# SET TASK:
From the start of the data up to and including the line with "(396, 445), (431, 463)", swap "headlight" for "headlamp" and leave everything else unchanged. Omit the picture from your answer.

# DATA EXTRACT:
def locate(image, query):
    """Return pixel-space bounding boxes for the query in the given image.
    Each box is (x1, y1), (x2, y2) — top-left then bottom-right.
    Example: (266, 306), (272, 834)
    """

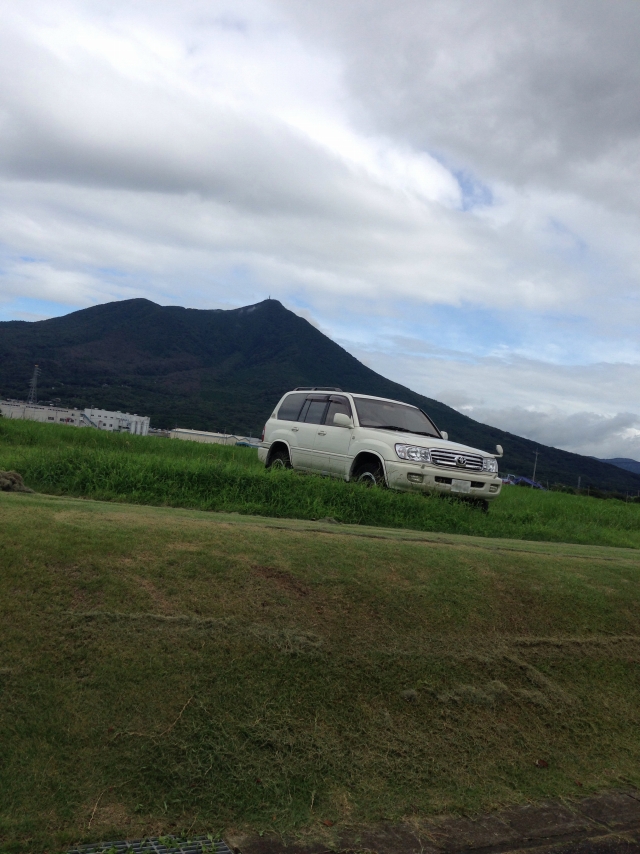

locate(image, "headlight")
(396, 445), (431, 463)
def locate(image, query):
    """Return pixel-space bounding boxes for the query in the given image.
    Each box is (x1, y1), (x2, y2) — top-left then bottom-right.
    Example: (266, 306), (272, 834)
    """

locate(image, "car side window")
(324, 396), (351, 426)
(278, 394), (307, 421)
(304, 399), (327, 424)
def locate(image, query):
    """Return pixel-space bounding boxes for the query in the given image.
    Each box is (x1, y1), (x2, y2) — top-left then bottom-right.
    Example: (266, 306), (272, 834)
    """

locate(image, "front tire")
(267, 450), (291, 471)
(353, 463), (385, 487)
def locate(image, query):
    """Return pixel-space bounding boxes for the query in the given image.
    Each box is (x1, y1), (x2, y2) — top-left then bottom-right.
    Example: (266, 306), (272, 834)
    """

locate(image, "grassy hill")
(0, 420), (640, 549)
(0, 299), (640, 493)
(0, 492), (640, 854)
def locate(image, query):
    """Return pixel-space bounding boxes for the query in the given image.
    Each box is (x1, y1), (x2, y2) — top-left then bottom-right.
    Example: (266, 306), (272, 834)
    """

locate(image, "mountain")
(600, 457), (640, 474)
(0, 299), (640, 491)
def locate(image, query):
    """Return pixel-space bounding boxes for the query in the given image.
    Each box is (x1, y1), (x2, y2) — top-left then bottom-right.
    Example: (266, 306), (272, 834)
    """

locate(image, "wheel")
(267, 449), (291, 469)
(353, 462), (385, 486)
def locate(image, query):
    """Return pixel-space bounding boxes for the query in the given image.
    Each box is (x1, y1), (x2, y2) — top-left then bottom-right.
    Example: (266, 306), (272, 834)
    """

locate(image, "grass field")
(0, 492), (640, 854)
(0, 419), (640, 548)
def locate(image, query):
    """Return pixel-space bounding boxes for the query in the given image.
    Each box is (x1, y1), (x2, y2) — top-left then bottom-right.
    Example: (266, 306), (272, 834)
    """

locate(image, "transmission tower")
(27, 365), (40, 404)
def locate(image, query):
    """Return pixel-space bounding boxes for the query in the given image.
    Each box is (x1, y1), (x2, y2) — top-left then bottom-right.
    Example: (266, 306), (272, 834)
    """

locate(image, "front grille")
(430, 448), (482, 471)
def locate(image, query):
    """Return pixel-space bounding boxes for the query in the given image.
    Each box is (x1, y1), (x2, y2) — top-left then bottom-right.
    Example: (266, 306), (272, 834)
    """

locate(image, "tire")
(267, 450), (291, 470)
(353, 462), (385, 486)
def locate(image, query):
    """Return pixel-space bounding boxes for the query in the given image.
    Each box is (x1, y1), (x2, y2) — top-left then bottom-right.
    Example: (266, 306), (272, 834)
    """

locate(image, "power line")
(27, 365), (40, 406)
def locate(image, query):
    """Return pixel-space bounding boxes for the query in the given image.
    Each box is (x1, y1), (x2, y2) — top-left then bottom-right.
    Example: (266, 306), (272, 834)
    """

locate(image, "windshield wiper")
(363, 424), (438, 439)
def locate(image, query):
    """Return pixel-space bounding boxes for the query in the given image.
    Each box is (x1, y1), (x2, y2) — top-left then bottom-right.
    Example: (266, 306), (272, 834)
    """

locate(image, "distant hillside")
(600, 457), (640, 474)
(0, 299), (640, 490)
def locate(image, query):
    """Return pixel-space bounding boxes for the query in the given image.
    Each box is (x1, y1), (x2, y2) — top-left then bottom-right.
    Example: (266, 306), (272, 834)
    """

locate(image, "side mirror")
(333, 412), (353, 427)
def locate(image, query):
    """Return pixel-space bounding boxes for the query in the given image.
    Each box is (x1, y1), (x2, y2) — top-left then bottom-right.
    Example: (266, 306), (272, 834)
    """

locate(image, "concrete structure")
(84, 409), (149, 436)
(169, 427), (259, 447)
(0, 400), (149, 436)
(0, 400), (88, 427)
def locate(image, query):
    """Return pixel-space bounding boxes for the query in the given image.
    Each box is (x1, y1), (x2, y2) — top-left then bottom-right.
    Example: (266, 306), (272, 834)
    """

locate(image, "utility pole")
(27, 365), (40, 406)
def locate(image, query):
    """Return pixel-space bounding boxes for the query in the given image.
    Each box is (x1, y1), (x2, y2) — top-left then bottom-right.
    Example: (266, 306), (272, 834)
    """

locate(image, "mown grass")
(0, 420), (640, 548)
(0, 493), (640, 854)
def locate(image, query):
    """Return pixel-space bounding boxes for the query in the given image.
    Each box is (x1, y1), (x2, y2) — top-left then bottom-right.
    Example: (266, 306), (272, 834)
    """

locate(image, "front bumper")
(385, 460), (502, 501)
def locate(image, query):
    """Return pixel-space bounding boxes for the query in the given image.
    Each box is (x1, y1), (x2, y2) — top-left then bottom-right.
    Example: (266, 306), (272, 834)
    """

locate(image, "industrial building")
(0, 400), (149, 436)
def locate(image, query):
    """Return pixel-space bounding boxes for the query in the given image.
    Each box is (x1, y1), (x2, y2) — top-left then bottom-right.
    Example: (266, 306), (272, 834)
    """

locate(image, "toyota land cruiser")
(258, 387), (502, 501)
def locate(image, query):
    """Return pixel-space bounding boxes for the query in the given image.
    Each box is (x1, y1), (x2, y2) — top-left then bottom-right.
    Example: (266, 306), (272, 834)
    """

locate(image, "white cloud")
(0, 0), (640, 462)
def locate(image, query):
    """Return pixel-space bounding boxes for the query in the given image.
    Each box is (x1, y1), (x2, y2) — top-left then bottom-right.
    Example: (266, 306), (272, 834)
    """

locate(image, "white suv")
(258, 388), (502, 501)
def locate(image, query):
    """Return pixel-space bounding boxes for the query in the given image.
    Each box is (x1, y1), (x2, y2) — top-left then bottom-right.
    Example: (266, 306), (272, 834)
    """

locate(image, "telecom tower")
(27, 365), (40, 405)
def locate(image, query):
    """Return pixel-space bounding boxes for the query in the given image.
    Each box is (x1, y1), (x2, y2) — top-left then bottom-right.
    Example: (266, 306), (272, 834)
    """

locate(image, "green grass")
(0, 492), (640, 854)
(0, 420), (640, 548)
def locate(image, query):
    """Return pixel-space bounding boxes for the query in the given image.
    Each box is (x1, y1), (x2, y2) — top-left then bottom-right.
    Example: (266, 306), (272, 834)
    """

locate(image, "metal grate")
(430, 448), (482, 471)
(67, 836), (232, 854)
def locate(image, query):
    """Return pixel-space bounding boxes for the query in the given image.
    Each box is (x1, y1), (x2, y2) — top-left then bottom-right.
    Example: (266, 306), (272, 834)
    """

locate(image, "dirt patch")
(135, 575), (174, 614)
(251, 565), (311, 598)
(238, 790), (640, 854)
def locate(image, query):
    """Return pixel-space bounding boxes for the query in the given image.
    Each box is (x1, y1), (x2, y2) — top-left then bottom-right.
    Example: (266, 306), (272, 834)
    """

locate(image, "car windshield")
(354, 397), (440, 439)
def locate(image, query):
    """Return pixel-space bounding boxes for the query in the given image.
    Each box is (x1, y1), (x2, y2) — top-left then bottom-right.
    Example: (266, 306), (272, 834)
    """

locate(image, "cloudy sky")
(0, 0), (640, 459)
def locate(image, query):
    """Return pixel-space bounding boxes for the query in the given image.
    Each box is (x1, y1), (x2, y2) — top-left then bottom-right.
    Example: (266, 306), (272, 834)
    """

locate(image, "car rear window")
(324, 396), (351, 425)
(278, 394), (307, 421)
(354, 397), (440, 438)
(304, 397), (327, 424)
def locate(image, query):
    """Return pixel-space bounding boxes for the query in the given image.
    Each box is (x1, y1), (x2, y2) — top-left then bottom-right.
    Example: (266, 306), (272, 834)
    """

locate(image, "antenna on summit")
(27, 365), (40, 405)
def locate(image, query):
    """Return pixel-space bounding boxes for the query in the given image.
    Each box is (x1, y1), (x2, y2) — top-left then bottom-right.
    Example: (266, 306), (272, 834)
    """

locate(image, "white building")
(0, 400), (88, 427)
(84, 409), (149, 436)
(169, 427), (258, 447)
(0, 400), (149, 436)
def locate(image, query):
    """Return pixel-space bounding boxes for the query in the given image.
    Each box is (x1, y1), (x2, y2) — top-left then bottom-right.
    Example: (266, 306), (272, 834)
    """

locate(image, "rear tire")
(267, 450), (291, 470)
(353, 462), (385, 487)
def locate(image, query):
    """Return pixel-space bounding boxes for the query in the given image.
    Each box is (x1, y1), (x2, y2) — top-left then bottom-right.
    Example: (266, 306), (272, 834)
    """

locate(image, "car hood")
(363, 427), (495, 457)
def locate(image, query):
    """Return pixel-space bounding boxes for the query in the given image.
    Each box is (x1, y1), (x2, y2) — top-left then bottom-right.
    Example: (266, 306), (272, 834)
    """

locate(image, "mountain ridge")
(0, 298), (640, 492)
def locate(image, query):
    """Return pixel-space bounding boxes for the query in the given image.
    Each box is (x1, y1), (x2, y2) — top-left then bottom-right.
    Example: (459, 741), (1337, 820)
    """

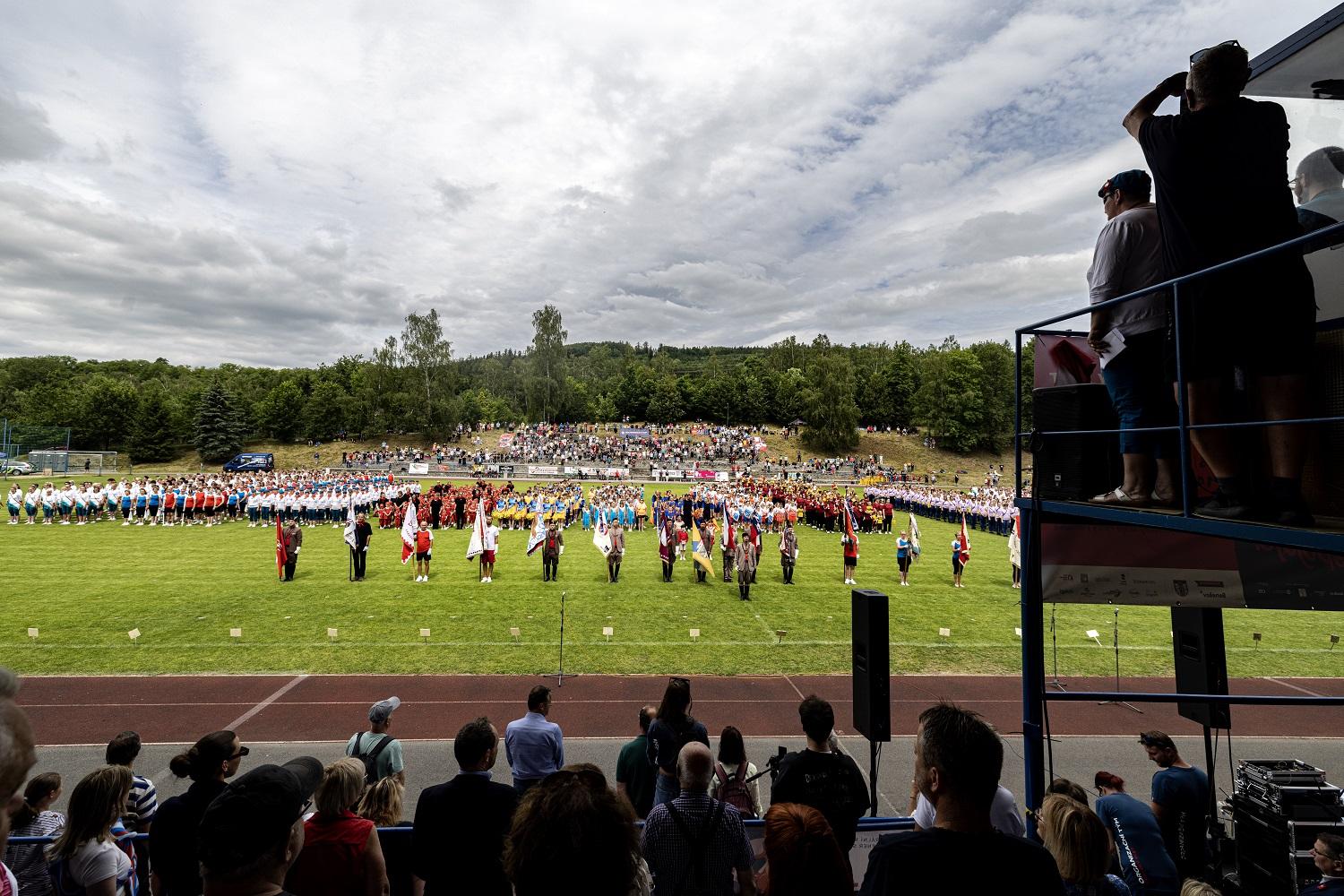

# OUTPUT OF THE EXERCISE:
def locate(image, query):
    """Return pixel-space bounding boxes for the query in the given image.
    Each box is (x1, y1), (x2, y2) — top-left then bottom-right.
    Example: (266, 306), (272, 834)
    """


locate(image, "headlamp")
(396, 445), (431, 463)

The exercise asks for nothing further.